◆ Dataset
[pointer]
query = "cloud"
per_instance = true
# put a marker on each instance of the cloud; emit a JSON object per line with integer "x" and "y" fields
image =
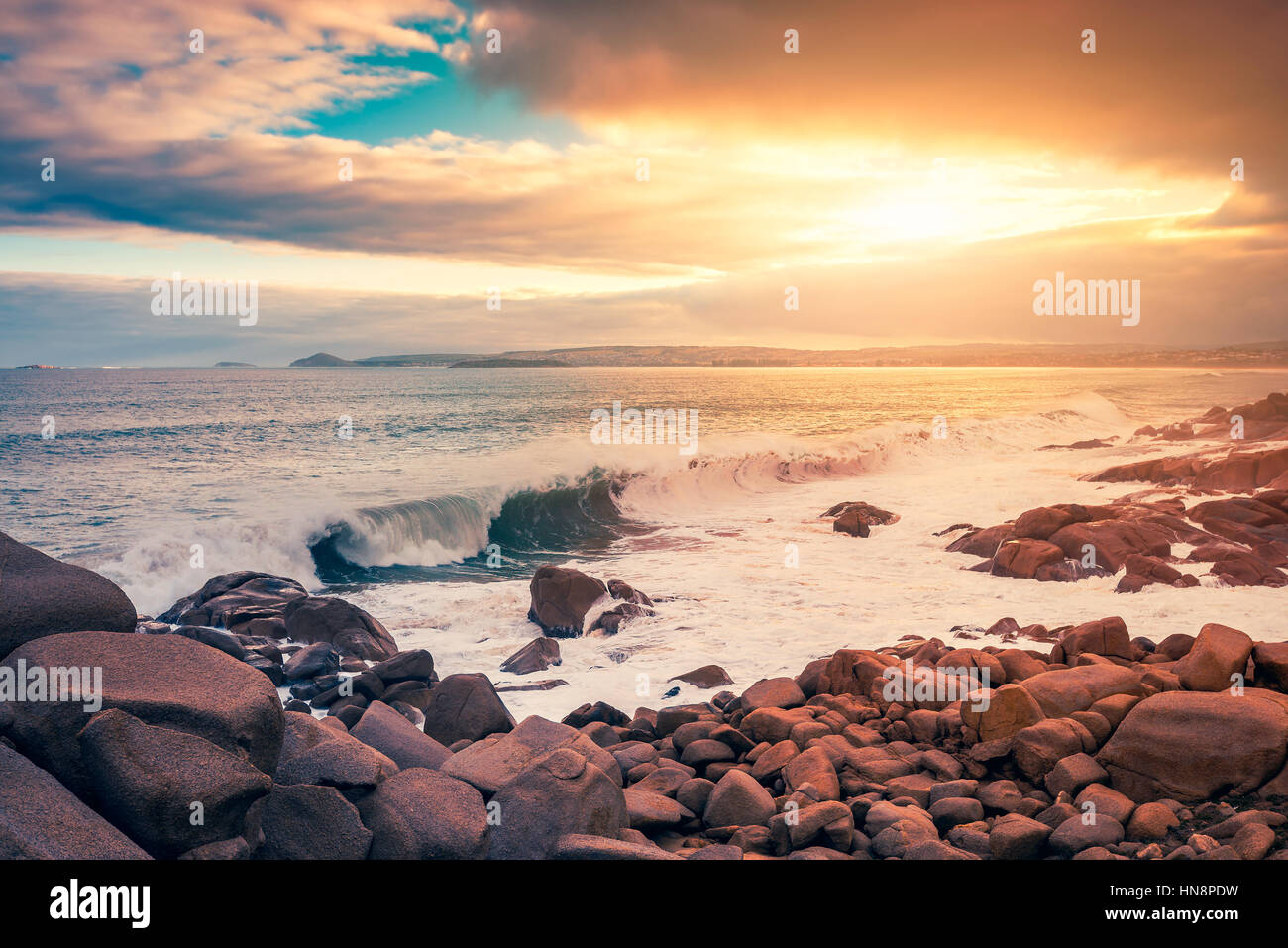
{"x": 819, "y": 168}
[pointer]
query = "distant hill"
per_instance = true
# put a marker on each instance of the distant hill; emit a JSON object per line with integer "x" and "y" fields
{"x": 321, "y": 360}
{"x": 502, "y": 363}
{"x": 429, "y": 359}
{"x": 1248, "y": 355}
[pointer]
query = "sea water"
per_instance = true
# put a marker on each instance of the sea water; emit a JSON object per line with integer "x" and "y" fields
{"x": 428, "y": 496}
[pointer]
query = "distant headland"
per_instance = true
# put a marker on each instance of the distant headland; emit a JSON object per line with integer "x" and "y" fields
{"x": 1241, "y": 356}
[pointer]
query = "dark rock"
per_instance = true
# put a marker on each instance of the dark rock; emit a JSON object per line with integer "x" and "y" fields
{"x": 40, "y": 595}
{"x": 537, "y": 655}
{"x": 309, "y": 822}
{"x": 561, "y": 599}
{"x": 557, "y": 794}
{"x": 310, "y": 661}
{"x": 706, "y": 677}
{"x": 163, "y": 681}
{"x": 244, "y": 601}
{"x": 222, "y": 850}
{"x": 349, "y": 629}
{"x": 167, "y": 790}
{"x": 215, "y": 638}
{"x": 425, "y": 814}
{"x": 42, "y": 819}
{"x": 411, "y": 665}
{"x": 397, "y": 738}
{"x": 465, "y": 707}
{"x": 316, "y": 754}
{"x": 599, "y": 711}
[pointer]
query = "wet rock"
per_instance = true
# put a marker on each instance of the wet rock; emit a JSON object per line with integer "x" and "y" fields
{"x": 558, "y": 794}
{"x": 706, "y": 677}
{"x": 425, "y": 814}
{"x": 310, "y": 661}
{"x": 241, "y": 601}
{"x": 561, "y": 599}
{"x": 151, "y": 781}
{"x": 163, "y": 681}
{"x": 309, "y": 822}
{"x": 1177, "y": 745}
{"x": 40, "y": 595}
{"x": 386, "y": 730}
{"x": 465, "y": 707}
{"x": 349, "y": 629}
{"x": 490, "y": 766}
{"x": 42, "y": 819}
{"x": 537, "y": 655}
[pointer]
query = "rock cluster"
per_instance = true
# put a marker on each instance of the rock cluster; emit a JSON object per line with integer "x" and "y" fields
{"x": 567, "y": 603}
{"x": 857, "y": 518}
{"x": 1104, "y": 747}
{"x": 1244, "y": 539}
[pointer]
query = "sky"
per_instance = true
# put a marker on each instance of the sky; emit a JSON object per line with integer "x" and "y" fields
{"x": 550, "y": 172}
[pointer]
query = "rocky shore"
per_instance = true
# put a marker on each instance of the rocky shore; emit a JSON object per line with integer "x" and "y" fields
{"x": 256, "y": 720}
{"x": 1099, "y": 746}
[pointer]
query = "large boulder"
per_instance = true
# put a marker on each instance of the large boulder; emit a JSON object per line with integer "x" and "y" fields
{"x": 772, "y": 691}
{"x": 167, "y": 790}
{"x": 465, "y": 706}
{"x": 1112, "y": 541}
{"x": 243, "y": 601}
{"x": 425, "y": 814}
{"x": 42, "y": 819}
{"x": 313, "y": 753}
{"x": 738, "y": 800}
{"x": 1219, "y": 653}
{"x": 559, "y": 793}
{"x": 853, "y": 670}
{"x": 397, "y": 738}
{"x": 349, "y": 629}
{"x": 309, "y": 822}
{"x": 1022, "y": 558}
{"x": 163, "y": 681}
{"x": 1106, "y": 636}
{"x": 561, "y": 599}
{"x": 1192, "y": 746}
{"x": 40, "y": 595}
{"x": 1063, "y": 690}
{"x": 997, "y": 714}
{"x": 488, "y": 766}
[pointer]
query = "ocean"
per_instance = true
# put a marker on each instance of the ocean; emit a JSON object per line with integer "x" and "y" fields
{"x": 454, "y": 484}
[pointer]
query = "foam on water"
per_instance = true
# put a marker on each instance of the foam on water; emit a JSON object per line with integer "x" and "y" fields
{"x": 399, "y": 522}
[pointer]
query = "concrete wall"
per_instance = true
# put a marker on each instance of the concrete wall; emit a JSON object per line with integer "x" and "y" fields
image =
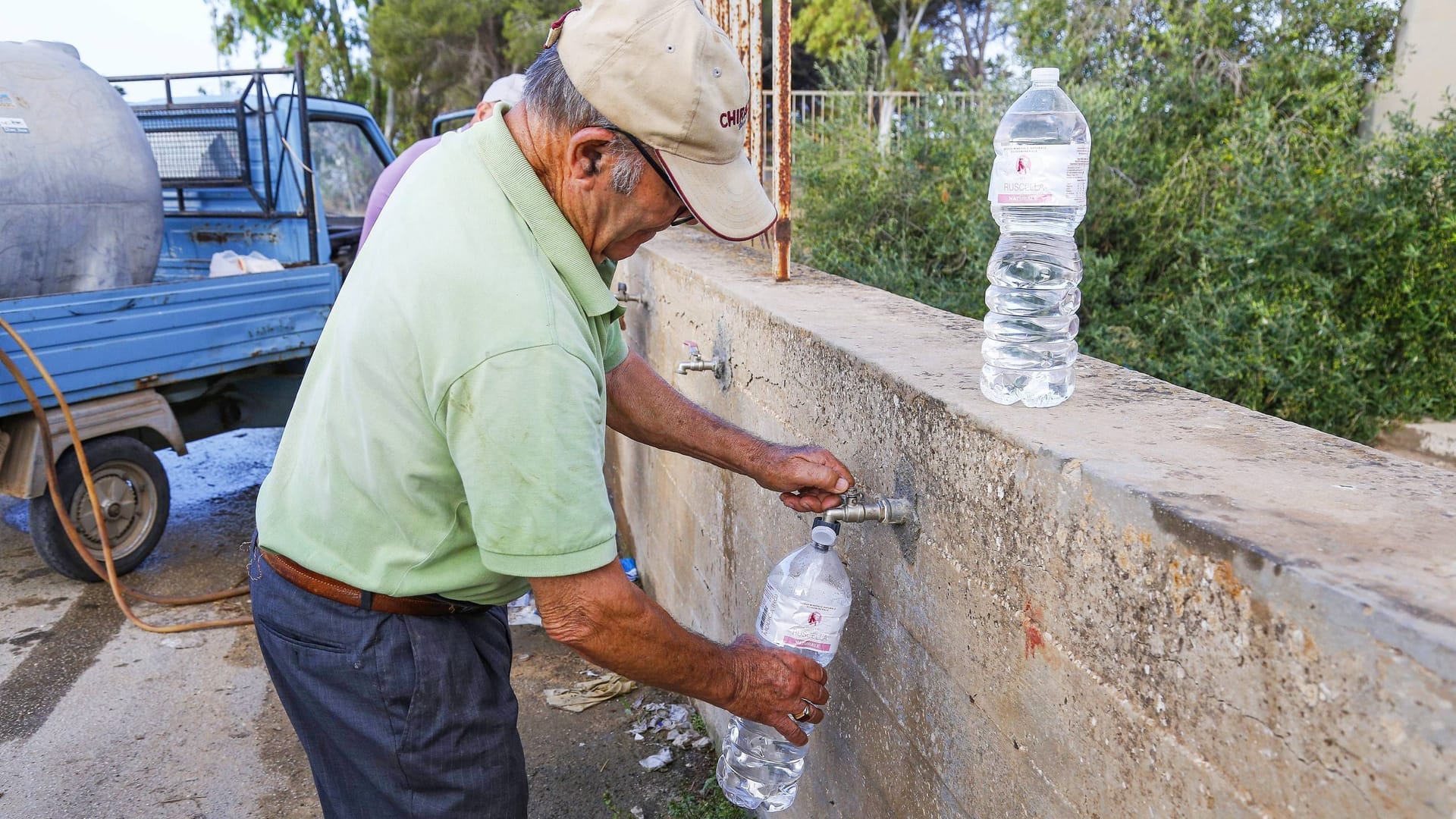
{"x": 1424, "y": 60}
{"x": 1142, "y": 602}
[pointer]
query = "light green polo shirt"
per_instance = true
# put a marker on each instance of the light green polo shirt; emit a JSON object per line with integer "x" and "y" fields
{"x": 450, "y": 430}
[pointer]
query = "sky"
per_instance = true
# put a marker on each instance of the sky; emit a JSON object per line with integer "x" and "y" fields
{"x": 130, "y": 37}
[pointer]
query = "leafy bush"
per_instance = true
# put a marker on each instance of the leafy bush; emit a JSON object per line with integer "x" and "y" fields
{"x": 1242, "y": 240}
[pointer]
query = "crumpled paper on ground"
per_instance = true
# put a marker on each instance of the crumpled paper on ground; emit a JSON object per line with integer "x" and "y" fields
{"x": 522, "y": 611}
{"x": 582, "y": 695}
{"x": 672, "y": 722}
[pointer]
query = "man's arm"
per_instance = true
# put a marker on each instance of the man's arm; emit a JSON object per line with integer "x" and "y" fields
{"x": 609, "y": 621}
{"x": 647, "y": 409}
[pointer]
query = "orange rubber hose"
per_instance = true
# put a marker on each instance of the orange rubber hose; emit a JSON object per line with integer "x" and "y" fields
{"x": 118, "y": 591}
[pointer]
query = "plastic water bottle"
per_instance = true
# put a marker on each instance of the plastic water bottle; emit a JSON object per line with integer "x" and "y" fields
{"x": 804, "y": 610}
{"x": 1038, "y": 197}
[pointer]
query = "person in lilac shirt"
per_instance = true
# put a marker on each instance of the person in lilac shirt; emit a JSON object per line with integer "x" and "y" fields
{"x": 506, "y": 89}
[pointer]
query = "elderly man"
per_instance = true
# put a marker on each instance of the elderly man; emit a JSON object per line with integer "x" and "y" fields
{"x": 446, "y": 447}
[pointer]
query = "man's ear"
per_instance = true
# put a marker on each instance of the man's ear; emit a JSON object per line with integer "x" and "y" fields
{"x": 585, "y": 152}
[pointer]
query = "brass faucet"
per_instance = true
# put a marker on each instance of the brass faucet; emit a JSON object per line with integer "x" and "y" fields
{"x": 696, "y": 362}
{"x": 854, "y": 509}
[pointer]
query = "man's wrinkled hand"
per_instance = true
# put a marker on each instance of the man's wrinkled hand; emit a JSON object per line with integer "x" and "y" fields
{"x": 808, "y": 477}
{"x": 772, "y": 686}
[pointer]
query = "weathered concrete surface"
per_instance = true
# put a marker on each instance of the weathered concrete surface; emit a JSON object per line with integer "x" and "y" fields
{"x": 1142, "y": 602}
{"x": 1426, "y": 69}
{"x": 1433, "y": 442}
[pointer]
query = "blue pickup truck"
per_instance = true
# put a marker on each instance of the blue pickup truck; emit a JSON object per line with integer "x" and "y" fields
{"x": 190, "y": 354}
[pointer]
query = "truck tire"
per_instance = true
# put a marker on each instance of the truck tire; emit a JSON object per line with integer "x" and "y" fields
{"x": 136, "y": 497}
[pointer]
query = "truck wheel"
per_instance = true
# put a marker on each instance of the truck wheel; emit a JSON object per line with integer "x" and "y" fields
{"x": 134, "y": 502}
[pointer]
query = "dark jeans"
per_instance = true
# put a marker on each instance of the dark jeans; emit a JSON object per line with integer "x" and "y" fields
{"x": 400, "y": 716}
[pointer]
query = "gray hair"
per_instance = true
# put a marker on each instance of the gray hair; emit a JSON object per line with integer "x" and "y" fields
{"x": 552, "y": 98}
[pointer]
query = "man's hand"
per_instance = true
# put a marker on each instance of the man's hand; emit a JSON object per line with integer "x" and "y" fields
{"x": 772, "y": 686}
{"x": 613, "y": 624}
{"x": 810, "y": 479}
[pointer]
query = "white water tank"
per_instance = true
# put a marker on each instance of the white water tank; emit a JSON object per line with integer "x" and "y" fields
{"x": 80, "y": 202}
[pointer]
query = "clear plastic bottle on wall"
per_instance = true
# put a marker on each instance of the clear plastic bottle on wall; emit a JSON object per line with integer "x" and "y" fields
{"x": 1038, "y": 197}
{"x": 805, "y": 604}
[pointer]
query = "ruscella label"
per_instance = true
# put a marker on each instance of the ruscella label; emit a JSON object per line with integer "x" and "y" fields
{"x": 801, "y": 626}
{"x": 1041, "y": 175}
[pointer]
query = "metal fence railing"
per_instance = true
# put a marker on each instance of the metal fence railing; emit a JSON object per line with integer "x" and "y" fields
{"x": 880, "y": 110}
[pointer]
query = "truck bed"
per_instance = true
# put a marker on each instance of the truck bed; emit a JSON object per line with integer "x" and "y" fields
{"x": 112, "y": 341}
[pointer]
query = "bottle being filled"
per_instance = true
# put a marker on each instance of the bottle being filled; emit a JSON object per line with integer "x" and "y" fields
{"x": 1038, "y": 197}
{"x": 804, "y": 610}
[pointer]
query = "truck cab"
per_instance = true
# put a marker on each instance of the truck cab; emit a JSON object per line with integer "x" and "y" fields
{"x": 193, "y": 353}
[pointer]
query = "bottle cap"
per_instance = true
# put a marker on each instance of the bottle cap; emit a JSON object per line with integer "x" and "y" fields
{"x": 1046, "y": 76}
{"x": 824, "y": 534}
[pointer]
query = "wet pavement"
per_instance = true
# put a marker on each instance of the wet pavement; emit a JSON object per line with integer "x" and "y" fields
{"x": 99, "y": 719}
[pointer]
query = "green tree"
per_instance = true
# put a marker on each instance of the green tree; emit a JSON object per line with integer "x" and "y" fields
{"x": 329, "y": 33}
{"x": 896, "y": 33}
{"x": 437, "y": 55}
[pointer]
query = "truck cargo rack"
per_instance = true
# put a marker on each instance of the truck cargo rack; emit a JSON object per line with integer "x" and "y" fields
{"x": 206, "y": 145}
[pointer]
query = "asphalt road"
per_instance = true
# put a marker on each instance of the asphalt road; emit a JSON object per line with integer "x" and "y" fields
{"x": 99, "y": 719}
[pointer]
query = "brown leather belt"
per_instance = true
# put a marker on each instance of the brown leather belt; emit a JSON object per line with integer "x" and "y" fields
{"x": 331, "y": 589}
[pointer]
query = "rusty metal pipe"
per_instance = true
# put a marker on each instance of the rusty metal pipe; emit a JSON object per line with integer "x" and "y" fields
{"x": 783, "y": 133}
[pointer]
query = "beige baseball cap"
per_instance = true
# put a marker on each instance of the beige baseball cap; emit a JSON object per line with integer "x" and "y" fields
{"x": 666, "y": 74}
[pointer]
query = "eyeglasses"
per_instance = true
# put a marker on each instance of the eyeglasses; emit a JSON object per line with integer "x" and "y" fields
{"x": 685, "y": 216}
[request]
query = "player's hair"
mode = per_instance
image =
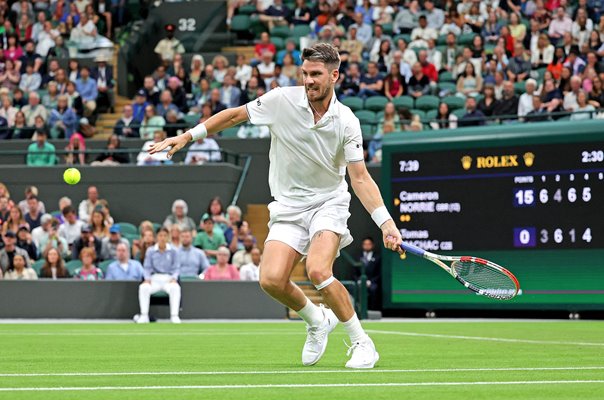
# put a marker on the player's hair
(323, 52)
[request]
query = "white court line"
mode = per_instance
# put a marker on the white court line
(295, 385)
(487, 339)
(298, 372)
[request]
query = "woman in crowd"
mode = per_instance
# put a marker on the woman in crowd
(88, 271)
(444, 119)
(19, 270)
(222, 270)
(54, 266)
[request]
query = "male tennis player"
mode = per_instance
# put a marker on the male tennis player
(314, 139)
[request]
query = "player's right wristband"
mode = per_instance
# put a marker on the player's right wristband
(199, 132)
(380, 215)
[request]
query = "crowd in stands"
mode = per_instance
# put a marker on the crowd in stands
(82, 241)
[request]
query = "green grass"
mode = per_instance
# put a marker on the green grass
(410, 354)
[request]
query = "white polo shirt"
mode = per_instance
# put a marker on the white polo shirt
(307, 160)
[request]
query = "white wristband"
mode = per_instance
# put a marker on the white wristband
(380, 215)
(199, 132)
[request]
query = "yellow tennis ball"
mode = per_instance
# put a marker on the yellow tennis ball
(71, 176)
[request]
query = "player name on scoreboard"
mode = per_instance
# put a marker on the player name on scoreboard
(538, 196)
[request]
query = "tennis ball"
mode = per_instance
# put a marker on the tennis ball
(71, 176)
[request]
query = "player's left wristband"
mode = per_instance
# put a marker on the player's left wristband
(380, 215)
(199, 132)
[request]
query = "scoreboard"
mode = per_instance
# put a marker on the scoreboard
(524, 197)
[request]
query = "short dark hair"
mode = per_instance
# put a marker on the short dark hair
(323, 52)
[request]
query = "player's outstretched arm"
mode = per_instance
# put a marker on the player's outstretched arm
(223, 120)
(368, 192)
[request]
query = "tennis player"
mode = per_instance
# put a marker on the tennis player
(314, 140)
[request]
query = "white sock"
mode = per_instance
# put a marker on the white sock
(311, 314)
(354, 329)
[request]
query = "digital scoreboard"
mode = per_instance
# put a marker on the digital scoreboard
(532, 202)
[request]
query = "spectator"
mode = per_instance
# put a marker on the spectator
(560, 25)
(144, 158)
(209, 240)
(179, 216)
(88, 271)
(87, 88)
(161, 272)
(469, 84)
(508, 105)
(127, 126)
(41, 153)
(62, 120)
(151, 123)
(444, 119)
(488, 103)
(54, 266)
(519, 66)
(34, 109)
(88, 205)
(473, 116)
(222, 270)
(71, 229)
(372, 83)
(112, 156)
(7, 254)
(103, 75)
(419, 84)
(20, 270)
(123, 268)
(251, 270)
(525, 102)
(584, 110)
(244, 256)
(25, 242)
(7, 111)
(193, 261)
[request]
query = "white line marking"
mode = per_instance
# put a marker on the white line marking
(488, 339)
(302, 371)
(289, 386)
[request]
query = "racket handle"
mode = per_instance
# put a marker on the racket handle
(413, 249)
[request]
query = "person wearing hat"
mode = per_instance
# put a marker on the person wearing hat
(103, 74)
(209, 240)
(110, 243)
(10, 250)
(25, 242)
(87, 239)
(168, 46)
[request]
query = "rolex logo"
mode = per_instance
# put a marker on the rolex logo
(466, 162)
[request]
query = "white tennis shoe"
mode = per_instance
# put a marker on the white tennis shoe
(316, 337)
(364, 355)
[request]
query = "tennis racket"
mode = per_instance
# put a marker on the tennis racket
(481, 276)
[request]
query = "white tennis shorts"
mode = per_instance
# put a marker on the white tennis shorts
(296, 226)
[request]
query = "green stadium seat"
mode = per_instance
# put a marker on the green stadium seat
(37, 266)
(300, 30)
(280, 31)
(103, 265)
(401, 102)
(354, 103)
(427, 102)
(376, 103)
(278, 42)
(230, 132)
(241, 23)
(366, 116)
(73, 265)
(454, 102)
(129, 228)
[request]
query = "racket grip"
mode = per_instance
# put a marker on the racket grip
(413, 249)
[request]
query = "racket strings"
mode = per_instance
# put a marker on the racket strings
(485, 279)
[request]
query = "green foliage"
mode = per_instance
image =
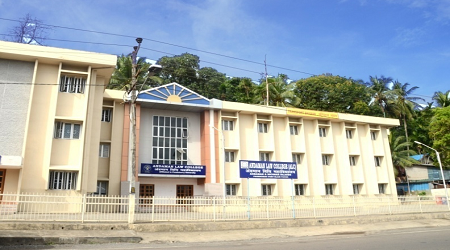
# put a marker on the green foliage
(440, 134)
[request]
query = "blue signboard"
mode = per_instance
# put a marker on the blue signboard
(268, 169)
(173, 170)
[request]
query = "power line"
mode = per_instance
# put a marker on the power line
(166, 43)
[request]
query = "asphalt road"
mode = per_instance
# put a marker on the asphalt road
(433, 238)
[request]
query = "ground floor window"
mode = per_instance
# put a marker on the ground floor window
(266, 189)
(300, 189)
(231, 189)
(62, 180)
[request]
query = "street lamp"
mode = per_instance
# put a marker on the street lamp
(442, 171)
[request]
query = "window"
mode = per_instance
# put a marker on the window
(352, 160)
(264, 156)
(227, 125)
(106, 115)
(293, 130)
(102, 188)
(381, 188)
(322, 132)
(231, 189)
(299, 189)
(170, 137)
(377, 161)
(297, 158)
(62, 180)
(65, 130)
(326, 159)
(262, 127)
(266, 189)
(349, 133)
(72, 84)
(329, 189)
(104, 150)
(229, 156)
(373, 135)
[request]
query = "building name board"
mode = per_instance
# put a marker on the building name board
(173, 170)
(311, 113)
(267, 169)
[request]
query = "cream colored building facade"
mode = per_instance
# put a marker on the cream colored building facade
(50, 117)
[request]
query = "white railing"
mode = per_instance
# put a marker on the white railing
(86, 208)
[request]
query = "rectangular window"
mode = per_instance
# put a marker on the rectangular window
(262, 127)
(356, 188)
(322, 132)
(102, 188)
(377, 161)
(264, 156)
(62, 180)
(104, 150)
(266, 189)
(381, 188)
(227, 125)
(106, 115)
(72, 84)
(231, 189)
(352, 160)
(326, 160)
(293, 130)
(169, 141)
(349, 134)
(297, 158)
(299, 189)
(373, 135)
(229, 156)
(65, 130)
(329, 189)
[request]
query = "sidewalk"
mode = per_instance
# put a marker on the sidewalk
(21, 233)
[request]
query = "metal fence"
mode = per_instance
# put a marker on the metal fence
(87, 208)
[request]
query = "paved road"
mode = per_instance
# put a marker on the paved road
(434, 238)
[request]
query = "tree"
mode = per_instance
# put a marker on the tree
(442, 99)
(30, 30)
(121, 77)
(440, 133)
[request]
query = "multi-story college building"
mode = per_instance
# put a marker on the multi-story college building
(65, 132)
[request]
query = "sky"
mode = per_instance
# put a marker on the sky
(408, 40)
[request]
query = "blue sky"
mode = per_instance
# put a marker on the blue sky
(408, 40)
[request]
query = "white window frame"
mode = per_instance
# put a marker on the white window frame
(329, 189)
(353, 160)
(230, 156)
(228, 125)
(264, 156)
(322, 132)
(72, 84)
(326, 160)
(349, 133)
(106, 115)
(62, 180)
(104, 150)
(297, 158)
(293, 129)
(300, 189)
(102, 188)
(263, 127)
(378, 161)
(73, 129)
(231, 189)
(266, 189)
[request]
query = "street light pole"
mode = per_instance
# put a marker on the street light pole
(442, 171)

◆ Work required
Find every line in the material that contains the string "multi", matching uppercase and lowercase exactly, and copy each of those lines.

◆ Task answer
query = "multi-story college building"
# put a marker on the multi-story college building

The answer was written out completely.